_Problem description_
Count the lines in the entries below that contain the word "dark", treating uppercase and lowercase as different, and reply with only that number.

_Data records_
:::::
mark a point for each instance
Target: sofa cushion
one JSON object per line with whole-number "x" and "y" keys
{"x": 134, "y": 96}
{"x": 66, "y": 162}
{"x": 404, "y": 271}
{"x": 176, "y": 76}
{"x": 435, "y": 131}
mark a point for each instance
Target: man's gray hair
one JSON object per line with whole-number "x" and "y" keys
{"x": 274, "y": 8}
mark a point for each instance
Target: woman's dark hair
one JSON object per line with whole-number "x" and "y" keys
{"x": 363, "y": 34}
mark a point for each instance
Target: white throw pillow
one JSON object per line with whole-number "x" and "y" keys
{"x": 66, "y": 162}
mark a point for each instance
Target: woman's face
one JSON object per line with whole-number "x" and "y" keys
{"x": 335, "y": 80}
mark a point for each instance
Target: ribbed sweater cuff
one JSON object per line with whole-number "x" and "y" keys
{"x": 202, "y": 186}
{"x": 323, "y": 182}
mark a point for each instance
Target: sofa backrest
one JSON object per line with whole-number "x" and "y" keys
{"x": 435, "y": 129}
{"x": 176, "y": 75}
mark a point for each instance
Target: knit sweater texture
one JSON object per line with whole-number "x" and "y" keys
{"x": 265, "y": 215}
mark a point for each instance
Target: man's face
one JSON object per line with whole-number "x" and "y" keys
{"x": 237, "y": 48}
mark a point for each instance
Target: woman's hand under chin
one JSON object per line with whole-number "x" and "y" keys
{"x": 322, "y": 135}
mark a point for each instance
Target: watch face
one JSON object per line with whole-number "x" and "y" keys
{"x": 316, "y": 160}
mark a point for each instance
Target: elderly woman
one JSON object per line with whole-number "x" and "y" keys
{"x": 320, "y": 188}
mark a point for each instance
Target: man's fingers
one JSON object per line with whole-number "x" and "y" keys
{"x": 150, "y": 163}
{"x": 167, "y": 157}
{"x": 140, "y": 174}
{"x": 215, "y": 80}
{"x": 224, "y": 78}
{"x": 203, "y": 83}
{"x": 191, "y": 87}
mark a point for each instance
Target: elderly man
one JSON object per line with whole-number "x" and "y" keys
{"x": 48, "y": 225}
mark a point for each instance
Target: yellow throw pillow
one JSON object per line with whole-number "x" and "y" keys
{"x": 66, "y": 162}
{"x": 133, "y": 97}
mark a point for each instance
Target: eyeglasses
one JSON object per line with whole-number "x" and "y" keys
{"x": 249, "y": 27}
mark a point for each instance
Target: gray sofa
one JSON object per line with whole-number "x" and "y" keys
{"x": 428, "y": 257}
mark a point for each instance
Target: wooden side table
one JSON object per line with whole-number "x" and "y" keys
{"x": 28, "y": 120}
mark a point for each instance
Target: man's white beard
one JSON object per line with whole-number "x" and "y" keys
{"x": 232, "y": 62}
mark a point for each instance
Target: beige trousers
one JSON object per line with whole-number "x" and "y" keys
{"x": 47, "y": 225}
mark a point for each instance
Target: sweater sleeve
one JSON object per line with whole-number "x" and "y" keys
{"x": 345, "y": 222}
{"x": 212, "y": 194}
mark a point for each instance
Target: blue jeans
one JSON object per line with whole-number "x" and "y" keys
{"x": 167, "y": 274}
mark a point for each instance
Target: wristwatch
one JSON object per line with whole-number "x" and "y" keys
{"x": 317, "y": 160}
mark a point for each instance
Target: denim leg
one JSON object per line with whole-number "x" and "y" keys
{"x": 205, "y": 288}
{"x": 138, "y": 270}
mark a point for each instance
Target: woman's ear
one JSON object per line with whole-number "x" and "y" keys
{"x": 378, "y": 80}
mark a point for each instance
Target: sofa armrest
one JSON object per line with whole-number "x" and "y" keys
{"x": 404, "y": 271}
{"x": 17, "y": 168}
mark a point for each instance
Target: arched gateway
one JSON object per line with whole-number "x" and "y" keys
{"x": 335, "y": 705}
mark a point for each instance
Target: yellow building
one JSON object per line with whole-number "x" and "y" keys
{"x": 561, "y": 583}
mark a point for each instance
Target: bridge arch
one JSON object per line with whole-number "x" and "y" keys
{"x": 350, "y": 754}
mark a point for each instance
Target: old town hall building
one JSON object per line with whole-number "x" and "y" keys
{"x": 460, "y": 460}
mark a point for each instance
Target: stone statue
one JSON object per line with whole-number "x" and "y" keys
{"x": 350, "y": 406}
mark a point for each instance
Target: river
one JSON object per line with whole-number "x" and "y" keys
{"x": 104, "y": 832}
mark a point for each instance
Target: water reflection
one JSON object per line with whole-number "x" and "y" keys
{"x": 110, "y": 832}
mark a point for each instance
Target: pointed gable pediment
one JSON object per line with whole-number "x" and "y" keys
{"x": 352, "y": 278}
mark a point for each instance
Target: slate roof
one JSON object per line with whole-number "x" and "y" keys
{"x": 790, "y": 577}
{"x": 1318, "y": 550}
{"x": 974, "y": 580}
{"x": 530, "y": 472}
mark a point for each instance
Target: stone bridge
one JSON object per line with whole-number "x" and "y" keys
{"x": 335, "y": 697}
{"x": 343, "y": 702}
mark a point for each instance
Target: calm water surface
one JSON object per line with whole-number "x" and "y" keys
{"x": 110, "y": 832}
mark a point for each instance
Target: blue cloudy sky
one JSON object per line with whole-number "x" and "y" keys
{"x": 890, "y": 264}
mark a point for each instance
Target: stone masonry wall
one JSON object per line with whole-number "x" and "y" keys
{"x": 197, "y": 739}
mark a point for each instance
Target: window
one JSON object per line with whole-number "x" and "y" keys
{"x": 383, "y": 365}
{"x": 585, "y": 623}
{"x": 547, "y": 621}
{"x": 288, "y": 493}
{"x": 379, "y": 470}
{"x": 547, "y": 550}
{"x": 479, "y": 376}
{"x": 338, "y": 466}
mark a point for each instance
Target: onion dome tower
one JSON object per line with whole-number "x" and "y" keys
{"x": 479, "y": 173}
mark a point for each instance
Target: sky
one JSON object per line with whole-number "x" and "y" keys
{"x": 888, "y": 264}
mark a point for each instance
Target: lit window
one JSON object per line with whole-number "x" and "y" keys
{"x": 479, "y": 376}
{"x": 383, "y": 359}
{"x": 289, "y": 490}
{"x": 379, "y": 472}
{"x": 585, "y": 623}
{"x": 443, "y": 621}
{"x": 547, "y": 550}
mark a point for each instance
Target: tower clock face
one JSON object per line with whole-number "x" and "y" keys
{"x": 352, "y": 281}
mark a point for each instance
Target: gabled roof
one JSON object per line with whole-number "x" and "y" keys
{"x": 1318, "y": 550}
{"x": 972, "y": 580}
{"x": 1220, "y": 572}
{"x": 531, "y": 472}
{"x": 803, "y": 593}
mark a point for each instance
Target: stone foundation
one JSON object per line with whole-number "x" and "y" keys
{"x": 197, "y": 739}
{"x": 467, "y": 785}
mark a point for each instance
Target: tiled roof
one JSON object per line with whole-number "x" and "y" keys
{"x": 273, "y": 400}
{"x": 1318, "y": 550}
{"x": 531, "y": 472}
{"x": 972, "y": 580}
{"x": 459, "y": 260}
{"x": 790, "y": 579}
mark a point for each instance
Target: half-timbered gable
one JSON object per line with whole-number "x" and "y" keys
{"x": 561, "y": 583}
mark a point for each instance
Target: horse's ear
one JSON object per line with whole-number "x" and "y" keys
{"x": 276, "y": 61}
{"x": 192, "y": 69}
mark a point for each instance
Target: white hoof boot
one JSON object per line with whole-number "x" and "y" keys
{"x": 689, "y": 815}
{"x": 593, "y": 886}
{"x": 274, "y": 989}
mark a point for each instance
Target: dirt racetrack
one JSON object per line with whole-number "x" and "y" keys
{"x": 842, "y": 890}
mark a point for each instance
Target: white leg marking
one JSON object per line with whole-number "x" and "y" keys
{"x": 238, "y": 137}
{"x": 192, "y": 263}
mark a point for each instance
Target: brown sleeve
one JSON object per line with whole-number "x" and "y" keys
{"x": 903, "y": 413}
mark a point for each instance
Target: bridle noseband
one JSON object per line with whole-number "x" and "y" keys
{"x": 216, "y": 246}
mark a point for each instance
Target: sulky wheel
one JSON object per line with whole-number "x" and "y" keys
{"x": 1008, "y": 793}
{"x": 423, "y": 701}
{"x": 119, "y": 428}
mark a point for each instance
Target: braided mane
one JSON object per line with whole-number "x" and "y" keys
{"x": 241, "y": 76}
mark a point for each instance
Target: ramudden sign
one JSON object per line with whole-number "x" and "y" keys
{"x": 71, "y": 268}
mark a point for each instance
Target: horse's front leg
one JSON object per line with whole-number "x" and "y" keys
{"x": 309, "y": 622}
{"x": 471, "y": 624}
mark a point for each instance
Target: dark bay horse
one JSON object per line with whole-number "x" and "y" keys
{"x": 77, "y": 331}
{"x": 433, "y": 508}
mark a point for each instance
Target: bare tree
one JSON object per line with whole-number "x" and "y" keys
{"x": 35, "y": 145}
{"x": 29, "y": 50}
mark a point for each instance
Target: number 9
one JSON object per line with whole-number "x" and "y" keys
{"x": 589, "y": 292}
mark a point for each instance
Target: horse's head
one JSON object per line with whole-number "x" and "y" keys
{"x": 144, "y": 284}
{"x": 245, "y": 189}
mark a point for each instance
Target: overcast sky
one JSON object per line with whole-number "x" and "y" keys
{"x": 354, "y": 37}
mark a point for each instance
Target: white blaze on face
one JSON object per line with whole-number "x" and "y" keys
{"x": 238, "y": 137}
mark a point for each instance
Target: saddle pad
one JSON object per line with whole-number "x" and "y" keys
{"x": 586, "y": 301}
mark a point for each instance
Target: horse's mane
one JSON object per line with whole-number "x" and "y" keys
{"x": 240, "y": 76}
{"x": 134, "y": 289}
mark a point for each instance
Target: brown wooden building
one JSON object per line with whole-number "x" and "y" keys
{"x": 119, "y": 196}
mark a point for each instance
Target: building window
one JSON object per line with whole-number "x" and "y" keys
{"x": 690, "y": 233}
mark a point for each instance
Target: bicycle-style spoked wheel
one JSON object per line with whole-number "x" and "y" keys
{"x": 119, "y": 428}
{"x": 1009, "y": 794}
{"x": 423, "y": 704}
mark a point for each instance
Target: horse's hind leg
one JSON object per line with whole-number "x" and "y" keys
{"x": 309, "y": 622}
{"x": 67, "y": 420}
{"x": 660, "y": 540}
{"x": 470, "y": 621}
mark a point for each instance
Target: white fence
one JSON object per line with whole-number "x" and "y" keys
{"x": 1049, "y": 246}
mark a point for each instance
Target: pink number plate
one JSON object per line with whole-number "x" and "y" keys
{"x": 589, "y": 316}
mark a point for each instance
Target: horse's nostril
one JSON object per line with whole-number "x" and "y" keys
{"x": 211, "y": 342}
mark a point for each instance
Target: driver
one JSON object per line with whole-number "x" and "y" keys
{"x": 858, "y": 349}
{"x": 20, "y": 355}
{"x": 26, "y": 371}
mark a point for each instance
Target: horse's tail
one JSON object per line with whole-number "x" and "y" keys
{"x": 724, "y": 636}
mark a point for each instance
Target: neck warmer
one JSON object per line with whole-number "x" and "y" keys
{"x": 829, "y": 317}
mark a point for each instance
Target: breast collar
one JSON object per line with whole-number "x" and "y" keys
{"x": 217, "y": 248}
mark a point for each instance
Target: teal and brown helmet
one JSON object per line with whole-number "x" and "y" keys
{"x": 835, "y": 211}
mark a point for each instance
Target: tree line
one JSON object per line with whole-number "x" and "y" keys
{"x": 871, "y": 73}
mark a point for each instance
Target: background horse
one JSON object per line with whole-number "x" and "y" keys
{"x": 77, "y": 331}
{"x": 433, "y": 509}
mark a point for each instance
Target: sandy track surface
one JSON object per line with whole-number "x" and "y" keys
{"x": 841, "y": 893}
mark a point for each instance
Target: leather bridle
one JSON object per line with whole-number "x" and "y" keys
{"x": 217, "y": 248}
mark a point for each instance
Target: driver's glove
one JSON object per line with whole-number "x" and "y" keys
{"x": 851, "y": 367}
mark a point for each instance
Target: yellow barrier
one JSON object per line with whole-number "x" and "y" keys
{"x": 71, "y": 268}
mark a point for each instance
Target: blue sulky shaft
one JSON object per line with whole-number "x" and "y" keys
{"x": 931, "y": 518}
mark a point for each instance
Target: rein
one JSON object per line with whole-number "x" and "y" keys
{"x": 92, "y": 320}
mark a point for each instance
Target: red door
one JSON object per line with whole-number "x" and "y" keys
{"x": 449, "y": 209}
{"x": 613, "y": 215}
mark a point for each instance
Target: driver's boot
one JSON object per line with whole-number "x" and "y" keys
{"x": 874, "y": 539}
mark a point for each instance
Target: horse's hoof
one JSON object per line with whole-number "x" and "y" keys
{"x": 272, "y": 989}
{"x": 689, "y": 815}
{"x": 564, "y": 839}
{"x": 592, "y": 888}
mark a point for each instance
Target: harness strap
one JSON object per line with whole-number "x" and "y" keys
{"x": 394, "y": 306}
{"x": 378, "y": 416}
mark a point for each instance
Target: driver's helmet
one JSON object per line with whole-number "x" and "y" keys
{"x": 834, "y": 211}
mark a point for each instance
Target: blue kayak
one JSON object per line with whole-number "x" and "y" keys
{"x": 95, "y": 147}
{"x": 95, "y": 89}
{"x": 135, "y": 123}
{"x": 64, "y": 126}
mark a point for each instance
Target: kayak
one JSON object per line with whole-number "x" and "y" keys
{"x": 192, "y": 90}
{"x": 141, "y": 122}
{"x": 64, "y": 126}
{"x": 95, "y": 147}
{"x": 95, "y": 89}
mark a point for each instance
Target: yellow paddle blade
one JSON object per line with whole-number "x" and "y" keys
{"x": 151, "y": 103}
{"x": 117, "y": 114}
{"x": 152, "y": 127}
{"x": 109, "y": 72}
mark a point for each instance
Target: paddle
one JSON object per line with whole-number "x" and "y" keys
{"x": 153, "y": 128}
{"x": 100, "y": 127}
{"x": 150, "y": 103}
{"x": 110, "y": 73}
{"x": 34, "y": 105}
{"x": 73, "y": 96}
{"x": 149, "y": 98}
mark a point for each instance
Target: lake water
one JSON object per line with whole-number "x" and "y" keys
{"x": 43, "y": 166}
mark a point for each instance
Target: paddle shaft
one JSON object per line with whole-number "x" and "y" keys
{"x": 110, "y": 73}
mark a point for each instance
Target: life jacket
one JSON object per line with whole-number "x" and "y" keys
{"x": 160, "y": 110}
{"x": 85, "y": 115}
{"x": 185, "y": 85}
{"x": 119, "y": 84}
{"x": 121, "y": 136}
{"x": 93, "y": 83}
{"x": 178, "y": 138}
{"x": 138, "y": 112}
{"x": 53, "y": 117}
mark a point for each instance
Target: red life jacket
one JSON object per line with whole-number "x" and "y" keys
:::::
_The response_
2